Retome o relato sobre o dia da queda do avião em Boa Viagem a partir da última frase apresentada, dando seguimento à narrativa.

Texto de leitura:
· · · · · · ·
Páginas

quarta-feira, 13 de julho de 2011

Um dia de livros sem final

O dia hoje acordou feio. O Capibaribe estava cheio, turvo, cor de barro. Percebi isso quando voltava pensativa de Boa Viagem sentido Recife Antigo, já era quase meio de tarde. Cheguei no Centro às 7h30 hoje. Uma indisposição, meio reflexo de algumas noites mal dormidas, aquelas de sonhos intranquilos. Acessei o twitter como sempre e me abati mais do que o normal com a notícia – muito triste – sobre a queda de um avião bimotor quase na avenida Boa Viagem. 16 pessoas, até então sem nome, morreram.

Aquilo me deixou muito aflita, angustiada. Comecei a acompanhar em tempo real a cobertura dos veículos de comunicação. Lembrei-me, inclusive, dos tempos de campanha no Pará, quando a gente se aventurava em Taxis-aéreos que, por diversas vezes, deram sustos com colegas à bordo. O tamanho do aperto no meu peito começou a me incomodar. Comecei a me incomodar com a cobertura mal intencionada de alguns colegas. Me incomodei demais quando soube que um conhecido conhecia um conhecido de alguém que estava no avião. O coração do tamanho de um amendoim. Sempre disse que sou sensitiva, quase bruxa.

A notícia chegou. Carolina* estava no avião. Anderson* é um amigo querido do meu irmão que me viu crescer. Acompanhou meus passos, minhas fases, destes que dá até pitaco na sua vida. Perdeu a mãe e desde muito tempo namorava com Carolina*, uma paulista do interior, que puxa o R, fala muito palavrão e sorri para a vida. Eram casados, então. Ela não tem família em Recife. Acostumamos a tê-los nos encontros de família, nas visitas constantes à casa do meu irmão regadas à arroz de carreteiro e stella artrois. Inclusive no último dia das mães, sentados à varanda da casa de meu pai até o anoitecer, conversando potoca e polemizando a união homoafetiva.

Perdi minha irmã já vai fazer oito anos. E sempre que morre alguém me comporto da mesma maneira. Quando Mirella foi assassinada, me doparam com remédios, mas se há uma lembrança clara é que em nenhum momento me deixaram sozinha. Os amigos se revezavam para segurar a minha mão. E assim faço eu a cada pessoa que se vai.

Meu irmão ainda estava no Cabo de Santo Agostinho com a minha cunhada, à caminho do Hotel onde seria o ponto de apoio. Segui antes. Deus não me queria por lá. Meu pneu furou, eu estava sem estepe. Chorei sozinha no meio da rua, procurei um caixa eletrônico, um borracheiro, um pneu voador. Uma mulher ficou com pena e me deu uma carona. Fui bater no pão de açúcar, larguei meu carro na Agamenon Magalhães. O caixa estava fora do ar. Fui em casa, pedi dinheiro emprestado a babá do meu filho, peguei um taxi, peguei meu pneu, levei ao borracheiro, um homem me cobrou R$20 para trocar o pneu e, finalmente, segui em direção a Boa Viagem.
· · · · · · ·
Os dados:
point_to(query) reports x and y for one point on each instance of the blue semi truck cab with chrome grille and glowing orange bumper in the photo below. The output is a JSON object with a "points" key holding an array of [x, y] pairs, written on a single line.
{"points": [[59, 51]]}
· · · · · · ·
Resultado do exercício:
De pouco adiantou. Não consegui encontrá-los. Ao chegar no Hotel eles já haviam saído. Queria estar do lado. Meu irmão sofre, minha cunhada também. Assim como lembro da Mirella, minha irmã efusiva, berrante de sorrisos, a imagem é a mesma para Carolina*. Ela e Anderson* eram um casal de dar gosto. Destes que se divertem. Ela queria fazer redução de mama, gostava de falar comigo sobre isso nos dias de stella atrois. Mas estava esperando ser mãe de um filho dele, Anderson*, o cara que ela amava e que se abuletou para o Recife para também oferecer esse amor.

Aprendi a lidar com a morte. Tenho choque e saudade no peito. A imagem do avião – e dos corpos – carbonizados é dura. Dor que rasga até o figado, dilacera tudo. Mas não me basta. Me basta seguir adiante. E celebrar, a vida. Alguns me julgam quando eu celebro. Estes dias li emocionada um depoimento sincero de uma colega que disse em um texto ter impressão que eu me obrigava a ser feliz. Explico. Não é obrigação, não me obrigo. É esforço. Sou esforçada para ser feliz. Quando você vai embora? Quando vai acabar para mim? Você sabe?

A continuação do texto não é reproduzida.